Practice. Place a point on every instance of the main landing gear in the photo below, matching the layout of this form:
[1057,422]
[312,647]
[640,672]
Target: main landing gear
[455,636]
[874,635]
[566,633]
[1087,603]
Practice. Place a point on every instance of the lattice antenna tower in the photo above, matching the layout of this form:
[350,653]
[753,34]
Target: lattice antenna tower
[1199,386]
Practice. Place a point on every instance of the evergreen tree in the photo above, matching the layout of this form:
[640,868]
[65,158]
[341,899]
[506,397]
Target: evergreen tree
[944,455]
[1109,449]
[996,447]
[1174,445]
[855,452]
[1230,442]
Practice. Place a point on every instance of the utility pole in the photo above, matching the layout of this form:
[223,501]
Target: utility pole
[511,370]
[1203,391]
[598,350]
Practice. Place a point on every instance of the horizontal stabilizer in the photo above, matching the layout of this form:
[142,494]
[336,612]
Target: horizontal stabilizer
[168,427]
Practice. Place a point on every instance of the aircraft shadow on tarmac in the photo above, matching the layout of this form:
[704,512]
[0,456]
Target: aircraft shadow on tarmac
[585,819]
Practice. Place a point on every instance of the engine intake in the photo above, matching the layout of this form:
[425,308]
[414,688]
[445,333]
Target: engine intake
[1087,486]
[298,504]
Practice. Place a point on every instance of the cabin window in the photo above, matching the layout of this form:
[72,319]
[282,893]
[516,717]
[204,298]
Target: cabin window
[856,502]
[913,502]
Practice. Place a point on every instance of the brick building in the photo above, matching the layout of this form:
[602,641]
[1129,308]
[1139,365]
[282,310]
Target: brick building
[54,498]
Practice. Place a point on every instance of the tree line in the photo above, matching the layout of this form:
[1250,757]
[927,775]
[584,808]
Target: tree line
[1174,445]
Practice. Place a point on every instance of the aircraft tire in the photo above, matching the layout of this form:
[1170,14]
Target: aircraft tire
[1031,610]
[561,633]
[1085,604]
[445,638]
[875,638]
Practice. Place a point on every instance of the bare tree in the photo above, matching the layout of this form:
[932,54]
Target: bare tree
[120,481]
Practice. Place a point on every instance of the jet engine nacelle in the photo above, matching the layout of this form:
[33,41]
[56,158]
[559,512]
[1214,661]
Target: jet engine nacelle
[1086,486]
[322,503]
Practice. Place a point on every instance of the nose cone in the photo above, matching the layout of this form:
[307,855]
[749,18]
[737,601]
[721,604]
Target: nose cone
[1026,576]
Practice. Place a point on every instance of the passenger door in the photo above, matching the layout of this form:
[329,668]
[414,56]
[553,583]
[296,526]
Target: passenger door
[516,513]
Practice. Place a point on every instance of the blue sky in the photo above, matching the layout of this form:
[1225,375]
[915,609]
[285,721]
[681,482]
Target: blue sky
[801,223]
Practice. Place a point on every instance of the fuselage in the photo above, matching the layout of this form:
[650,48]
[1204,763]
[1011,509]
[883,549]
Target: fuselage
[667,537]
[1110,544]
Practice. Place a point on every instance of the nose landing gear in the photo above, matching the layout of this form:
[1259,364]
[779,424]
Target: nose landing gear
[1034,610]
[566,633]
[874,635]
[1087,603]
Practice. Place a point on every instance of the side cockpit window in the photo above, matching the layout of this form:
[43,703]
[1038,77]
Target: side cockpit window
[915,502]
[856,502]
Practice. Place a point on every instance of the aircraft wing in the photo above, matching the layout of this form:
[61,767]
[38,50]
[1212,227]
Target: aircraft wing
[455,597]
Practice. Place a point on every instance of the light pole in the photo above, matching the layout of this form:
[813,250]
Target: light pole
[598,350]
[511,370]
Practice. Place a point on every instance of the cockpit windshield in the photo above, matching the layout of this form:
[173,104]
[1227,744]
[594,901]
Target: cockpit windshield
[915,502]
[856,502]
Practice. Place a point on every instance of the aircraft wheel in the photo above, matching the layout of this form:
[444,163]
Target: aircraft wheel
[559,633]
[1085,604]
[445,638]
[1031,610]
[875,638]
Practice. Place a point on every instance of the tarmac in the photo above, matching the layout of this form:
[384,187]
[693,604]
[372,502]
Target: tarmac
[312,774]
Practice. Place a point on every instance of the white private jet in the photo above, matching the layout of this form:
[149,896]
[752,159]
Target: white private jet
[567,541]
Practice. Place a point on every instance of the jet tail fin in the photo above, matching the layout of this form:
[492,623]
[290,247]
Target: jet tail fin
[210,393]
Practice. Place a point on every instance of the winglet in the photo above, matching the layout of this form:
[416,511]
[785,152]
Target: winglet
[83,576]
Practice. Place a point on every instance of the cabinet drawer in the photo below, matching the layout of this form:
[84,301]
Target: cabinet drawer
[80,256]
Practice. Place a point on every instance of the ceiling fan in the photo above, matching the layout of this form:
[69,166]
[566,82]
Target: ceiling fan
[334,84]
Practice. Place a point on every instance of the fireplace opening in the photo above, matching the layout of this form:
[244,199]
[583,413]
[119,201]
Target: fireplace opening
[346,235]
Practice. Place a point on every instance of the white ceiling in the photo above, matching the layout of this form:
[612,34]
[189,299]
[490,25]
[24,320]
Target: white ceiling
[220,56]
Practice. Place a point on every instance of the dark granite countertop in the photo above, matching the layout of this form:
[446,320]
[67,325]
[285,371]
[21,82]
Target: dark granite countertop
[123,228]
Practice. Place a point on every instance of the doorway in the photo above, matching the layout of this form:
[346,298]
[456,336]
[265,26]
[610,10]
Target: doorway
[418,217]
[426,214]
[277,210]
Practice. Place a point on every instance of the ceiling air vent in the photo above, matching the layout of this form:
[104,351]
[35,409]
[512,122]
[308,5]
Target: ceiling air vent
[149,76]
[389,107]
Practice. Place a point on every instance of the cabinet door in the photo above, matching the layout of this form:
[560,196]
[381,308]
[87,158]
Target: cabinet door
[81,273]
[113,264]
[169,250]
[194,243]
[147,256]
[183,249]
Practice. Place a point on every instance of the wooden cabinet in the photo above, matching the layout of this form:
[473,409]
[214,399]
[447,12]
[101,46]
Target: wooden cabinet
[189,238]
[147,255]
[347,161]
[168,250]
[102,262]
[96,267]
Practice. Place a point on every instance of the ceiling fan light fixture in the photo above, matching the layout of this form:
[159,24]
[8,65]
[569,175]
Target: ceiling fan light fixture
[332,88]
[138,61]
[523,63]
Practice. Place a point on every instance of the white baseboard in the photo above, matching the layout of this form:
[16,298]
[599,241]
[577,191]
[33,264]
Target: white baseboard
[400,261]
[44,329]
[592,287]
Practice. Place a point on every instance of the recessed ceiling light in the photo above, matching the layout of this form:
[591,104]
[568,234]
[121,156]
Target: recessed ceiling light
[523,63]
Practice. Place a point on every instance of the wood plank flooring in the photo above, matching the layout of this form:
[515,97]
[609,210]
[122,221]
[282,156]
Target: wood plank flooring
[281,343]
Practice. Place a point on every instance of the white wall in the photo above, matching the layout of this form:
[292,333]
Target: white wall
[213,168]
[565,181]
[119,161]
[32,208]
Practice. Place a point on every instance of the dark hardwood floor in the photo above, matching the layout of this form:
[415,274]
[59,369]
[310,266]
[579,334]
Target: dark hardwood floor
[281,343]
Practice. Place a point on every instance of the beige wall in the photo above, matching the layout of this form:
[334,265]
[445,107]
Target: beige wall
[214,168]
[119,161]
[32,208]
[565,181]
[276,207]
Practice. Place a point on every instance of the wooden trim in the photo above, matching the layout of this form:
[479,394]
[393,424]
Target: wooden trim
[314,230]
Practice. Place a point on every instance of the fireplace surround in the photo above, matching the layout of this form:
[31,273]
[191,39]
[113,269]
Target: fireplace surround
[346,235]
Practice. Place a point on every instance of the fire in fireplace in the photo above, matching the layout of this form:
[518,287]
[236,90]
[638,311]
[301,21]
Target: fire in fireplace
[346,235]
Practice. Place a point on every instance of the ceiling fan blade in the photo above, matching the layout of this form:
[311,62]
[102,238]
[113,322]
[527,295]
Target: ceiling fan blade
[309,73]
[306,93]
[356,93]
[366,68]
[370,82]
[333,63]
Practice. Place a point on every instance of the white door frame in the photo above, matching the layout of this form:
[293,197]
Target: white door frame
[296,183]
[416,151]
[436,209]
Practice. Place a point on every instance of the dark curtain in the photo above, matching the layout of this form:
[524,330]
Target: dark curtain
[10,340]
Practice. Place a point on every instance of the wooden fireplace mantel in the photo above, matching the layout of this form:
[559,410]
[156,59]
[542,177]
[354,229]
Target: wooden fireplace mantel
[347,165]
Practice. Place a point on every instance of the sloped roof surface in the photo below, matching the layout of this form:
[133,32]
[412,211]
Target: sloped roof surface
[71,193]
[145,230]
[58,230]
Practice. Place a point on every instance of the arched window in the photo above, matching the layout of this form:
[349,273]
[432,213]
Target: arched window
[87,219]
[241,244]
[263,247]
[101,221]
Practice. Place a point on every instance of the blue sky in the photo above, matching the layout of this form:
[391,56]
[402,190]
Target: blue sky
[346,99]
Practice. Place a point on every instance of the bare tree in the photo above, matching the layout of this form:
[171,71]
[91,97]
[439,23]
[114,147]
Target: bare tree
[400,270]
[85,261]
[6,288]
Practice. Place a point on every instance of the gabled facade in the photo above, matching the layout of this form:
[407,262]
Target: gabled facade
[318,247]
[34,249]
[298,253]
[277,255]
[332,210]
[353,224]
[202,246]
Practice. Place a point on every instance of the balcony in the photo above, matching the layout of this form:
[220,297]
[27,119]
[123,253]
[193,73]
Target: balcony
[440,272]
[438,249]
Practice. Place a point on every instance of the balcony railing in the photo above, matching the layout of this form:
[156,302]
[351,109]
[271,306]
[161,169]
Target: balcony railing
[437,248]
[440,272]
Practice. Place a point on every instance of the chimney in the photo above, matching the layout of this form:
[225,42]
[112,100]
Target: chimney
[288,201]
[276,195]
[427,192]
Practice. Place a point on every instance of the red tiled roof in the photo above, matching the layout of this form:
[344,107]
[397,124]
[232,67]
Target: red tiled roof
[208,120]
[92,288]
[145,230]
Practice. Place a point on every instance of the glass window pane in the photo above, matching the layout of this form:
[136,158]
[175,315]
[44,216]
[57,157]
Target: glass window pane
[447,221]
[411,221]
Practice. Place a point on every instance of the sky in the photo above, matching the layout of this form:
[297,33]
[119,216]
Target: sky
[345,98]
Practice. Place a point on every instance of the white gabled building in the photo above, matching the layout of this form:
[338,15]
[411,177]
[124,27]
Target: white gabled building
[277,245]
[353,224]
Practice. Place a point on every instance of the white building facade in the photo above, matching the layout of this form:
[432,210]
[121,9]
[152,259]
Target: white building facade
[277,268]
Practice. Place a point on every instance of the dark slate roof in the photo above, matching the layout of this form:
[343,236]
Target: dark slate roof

* **PROBLEM DESCRIPTION**
Filter the listing so that only lines holding the word "below" remain, and copy those lines.

* **SOLUTION FOR THIS PROBLEM**
Practice. Place a point on every instance of the main landing gear in the photo below, matching the layout of this form:
Practice. Place a point on every instance of the cabinet drawer in the photo below, matching the layout of this form:
Practice. Place a point on every instance of the sloped roof surface in the photo below, matching the layout of this form:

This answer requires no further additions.